INSTRUCTIONS FOR THE TASK>
Reproduce the data verbatim, from its first line through the line containing "0 200 218 432", with both of those lines included.

● ● ●

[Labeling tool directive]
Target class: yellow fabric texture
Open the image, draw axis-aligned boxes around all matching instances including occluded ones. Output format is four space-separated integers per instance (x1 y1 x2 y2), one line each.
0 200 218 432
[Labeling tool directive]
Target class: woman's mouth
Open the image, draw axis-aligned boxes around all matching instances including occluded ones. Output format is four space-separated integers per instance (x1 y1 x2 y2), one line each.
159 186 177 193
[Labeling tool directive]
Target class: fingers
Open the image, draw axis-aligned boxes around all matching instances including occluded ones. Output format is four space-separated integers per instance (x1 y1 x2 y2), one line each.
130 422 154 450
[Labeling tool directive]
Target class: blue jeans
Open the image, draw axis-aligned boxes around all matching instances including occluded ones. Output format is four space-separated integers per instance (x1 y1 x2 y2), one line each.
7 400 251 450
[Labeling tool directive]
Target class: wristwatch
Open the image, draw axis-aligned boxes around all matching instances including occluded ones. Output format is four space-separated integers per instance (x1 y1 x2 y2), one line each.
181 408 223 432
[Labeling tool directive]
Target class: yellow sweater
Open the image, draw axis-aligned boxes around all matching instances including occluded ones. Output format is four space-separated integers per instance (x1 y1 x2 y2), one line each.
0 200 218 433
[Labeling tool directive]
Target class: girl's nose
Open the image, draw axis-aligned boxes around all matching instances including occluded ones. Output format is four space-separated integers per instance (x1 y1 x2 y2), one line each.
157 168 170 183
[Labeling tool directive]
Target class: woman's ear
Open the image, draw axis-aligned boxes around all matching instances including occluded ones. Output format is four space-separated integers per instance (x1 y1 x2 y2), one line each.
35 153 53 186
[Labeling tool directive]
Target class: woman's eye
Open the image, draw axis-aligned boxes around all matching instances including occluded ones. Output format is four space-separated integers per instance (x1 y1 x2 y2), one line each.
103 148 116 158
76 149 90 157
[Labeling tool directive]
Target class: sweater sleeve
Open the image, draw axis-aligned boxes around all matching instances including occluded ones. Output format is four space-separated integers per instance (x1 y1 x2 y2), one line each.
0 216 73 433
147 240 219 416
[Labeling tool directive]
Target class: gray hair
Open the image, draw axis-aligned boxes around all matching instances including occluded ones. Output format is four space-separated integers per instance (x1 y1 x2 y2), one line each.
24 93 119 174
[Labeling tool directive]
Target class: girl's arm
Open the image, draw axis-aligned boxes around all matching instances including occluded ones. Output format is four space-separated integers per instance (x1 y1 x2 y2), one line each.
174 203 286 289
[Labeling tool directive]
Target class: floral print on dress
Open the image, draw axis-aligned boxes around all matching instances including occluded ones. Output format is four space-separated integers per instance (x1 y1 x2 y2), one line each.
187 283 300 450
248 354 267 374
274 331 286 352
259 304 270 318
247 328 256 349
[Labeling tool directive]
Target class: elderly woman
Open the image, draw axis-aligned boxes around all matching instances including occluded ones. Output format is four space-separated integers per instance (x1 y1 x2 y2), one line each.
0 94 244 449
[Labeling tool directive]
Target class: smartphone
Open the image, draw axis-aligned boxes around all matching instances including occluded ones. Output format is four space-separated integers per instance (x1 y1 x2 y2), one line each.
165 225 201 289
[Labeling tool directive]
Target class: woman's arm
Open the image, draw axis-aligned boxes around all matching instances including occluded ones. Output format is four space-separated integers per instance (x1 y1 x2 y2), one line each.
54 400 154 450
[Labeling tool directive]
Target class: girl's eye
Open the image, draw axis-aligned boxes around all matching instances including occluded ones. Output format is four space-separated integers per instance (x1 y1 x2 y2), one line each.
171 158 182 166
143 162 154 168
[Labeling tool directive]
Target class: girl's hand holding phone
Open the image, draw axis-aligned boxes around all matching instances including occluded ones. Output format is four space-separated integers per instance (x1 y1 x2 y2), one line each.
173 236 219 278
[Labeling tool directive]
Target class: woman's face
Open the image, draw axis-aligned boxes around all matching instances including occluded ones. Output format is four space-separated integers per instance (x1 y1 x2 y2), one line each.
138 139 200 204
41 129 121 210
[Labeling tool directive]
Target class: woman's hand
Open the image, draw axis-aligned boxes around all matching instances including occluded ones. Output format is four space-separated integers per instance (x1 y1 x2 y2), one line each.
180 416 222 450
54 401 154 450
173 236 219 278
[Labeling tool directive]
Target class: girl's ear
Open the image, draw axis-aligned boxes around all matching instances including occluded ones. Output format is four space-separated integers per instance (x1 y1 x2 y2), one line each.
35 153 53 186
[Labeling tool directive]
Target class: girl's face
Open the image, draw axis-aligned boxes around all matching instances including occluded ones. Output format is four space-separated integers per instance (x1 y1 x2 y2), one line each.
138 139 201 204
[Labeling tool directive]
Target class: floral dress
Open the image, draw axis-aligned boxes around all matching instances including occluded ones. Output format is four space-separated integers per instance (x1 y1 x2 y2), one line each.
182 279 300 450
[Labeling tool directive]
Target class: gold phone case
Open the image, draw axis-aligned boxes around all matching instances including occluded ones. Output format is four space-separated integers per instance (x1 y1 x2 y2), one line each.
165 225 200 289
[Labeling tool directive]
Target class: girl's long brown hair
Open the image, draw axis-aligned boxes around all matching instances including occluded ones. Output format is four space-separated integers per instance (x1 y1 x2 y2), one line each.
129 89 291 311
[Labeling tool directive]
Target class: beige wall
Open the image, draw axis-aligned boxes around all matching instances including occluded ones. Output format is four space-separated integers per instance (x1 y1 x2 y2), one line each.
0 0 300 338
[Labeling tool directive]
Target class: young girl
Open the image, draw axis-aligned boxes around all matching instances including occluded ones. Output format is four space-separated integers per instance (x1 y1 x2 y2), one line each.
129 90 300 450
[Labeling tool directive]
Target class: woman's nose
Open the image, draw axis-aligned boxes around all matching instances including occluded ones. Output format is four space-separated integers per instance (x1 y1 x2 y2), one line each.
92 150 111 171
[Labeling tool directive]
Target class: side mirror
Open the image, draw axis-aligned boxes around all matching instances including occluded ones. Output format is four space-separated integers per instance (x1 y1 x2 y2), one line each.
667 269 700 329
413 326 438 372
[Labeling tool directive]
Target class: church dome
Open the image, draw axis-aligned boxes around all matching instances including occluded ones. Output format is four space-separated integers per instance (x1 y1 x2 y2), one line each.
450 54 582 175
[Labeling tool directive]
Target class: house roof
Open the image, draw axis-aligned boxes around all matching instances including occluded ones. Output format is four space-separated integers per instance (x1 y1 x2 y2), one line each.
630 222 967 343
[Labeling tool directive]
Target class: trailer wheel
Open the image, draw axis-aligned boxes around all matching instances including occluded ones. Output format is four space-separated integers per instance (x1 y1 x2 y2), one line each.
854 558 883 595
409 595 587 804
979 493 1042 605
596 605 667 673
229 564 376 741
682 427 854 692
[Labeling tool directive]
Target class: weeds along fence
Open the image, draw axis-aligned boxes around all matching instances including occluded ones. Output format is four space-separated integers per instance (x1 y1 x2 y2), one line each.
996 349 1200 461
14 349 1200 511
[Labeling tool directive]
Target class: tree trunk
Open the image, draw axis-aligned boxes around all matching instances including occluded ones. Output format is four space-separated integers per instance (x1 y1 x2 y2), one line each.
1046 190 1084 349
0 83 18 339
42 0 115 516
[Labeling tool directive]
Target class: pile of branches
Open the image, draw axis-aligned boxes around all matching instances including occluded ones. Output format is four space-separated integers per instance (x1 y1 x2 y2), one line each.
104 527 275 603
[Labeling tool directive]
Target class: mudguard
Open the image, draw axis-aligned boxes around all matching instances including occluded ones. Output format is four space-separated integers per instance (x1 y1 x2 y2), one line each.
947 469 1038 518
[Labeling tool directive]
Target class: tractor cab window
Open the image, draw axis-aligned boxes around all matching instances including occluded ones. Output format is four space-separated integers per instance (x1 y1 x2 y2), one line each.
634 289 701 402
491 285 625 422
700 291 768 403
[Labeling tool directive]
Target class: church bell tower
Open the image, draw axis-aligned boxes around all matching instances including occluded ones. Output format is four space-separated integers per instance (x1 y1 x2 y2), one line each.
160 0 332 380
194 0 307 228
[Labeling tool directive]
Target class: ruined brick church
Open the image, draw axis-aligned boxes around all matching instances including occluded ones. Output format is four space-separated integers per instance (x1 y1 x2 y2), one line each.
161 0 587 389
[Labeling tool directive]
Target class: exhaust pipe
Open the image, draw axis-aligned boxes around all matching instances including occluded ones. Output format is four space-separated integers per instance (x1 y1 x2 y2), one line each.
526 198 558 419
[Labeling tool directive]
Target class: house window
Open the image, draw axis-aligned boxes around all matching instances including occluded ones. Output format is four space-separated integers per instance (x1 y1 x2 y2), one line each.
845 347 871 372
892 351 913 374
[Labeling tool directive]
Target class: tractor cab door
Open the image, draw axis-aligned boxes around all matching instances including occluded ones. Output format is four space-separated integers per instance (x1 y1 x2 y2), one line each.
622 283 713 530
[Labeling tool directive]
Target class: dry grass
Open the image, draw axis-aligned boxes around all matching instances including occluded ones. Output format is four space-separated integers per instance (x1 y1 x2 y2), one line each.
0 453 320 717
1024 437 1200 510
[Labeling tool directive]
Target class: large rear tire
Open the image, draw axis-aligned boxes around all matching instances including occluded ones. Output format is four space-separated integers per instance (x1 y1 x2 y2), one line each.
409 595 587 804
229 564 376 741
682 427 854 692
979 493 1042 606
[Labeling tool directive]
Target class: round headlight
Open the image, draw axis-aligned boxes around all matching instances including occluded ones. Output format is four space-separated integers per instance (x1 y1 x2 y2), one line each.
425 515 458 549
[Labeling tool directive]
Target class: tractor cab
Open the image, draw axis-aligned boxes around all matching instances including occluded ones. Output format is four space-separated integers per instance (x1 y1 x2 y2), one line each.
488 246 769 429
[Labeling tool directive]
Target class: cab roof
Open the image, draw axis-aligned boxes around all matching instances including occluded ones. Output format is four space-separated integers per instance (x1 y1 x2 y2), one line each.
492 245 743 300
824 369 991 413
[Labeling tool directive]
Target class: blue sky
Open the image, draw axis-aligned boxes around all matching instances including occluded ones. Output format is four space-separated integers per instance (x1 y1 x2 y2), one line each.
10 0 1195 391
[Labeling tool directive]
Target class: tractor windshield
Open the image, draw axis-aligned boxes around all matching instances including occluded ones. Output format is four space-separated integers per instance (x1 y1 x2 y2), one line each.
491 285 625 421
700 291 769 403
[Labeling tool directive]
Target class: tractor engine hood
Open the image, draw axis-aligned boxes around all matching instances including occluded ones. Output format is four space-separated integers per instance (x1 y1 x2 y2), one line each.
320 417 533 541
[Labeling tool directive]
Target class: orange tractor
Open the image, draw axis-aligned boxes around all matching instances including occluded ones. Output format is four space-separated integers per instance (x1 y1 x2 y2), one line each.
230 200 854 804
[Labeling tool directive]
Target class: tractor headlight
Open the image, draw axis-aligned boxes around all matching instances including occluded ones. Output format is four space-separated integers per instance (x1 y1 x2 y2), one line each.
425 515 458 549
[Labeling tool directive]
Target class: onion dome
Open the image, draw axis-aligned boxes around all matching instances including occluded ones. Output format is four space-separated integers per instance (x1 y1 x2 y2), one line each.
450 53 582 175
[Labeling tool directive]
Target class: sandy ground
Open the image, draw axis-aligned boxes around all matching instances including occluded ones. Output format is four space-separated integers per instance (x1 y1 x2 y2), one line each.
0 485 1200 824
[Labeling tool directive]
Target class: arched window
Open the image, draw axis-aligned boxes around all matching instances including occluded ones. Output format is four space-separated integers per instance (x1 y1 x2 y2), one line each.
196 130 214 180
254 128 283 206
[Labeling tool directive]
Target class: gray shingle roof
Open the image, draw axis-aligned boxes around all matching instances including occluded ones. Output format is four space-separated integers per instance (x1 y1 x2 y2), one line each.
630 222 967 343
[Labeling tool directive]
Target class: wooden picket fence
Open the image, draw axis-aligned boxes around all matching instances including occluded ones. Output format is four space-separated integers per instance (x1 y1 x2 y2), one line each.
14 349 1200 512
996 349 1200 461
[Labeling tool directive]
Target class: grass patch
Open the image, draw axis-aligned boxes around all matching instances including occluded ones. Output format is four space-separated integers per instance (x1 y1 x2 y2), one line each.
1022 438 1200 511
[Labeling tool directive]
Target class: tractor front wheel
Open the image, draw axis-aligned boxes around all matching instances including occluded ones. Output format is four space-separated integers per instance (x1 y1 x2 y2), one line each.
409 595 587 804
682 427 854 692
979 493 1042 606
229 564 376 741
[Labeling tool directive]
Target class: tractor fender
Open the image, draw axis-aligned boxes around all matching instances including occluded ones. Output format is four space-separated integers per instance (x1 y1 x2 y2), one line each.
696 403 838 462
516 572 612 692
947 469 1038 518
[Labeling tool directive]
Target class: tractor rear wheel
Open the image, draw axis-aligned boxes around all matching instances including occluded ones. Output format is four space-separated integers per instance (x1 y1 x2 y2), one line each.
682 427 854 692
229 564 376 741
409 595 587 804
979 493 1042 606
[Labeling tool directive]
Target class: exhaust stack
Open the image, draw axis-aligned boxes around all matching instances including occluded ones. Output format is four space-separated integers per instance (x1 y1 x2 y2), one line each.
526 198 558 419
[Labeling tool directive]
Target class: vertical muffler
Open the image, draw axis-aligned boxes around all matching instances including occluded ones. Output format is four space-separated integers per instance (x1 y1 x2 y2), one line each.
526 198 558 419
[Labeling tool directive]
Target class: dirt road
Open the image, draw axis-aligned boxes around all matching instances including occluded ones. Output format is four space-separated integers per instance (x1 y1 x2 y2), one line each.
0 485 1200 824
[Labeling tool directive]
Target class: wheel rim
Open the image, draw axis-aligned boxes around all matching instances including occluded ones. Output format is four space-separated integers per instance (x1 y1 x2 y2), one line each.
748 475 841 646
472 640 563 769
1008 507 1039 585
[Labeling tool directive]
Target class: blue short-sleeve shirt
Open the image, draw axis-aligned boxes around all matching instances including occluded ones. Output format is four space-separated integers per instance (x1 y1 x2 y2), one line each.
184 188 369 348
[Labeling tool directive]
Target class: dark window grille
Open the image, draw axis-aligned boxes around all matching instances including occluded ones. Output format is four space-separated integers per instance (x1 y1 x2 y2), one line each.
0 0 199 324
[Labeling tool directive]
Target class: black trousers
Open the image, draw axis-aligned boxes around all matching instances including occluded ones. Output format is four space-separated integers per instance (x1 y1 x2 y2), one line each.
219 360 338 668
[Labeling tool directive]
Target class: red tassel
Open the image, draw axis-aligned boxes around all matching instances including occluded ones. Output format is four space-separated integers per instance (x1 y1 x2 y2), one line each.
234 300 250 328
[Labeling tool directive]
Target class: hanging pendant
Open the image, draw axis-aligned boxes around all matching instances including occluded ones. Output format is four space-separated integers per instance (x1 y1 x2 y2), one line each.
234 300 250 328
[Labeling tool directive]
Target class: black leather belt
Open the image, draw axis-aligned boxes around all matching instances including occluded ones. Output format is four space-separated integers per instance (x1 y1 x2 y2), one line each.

● ● ●

FULL RESPONSE>
[Labeling tool directive]
Target class: yellow fabric texture
Open the image, draw axis-aligned boxes around all matching instances including occluded ones. Output format is four space-separated integers per instance (x1 y1 x2 y2), one line each.
0 200 218 432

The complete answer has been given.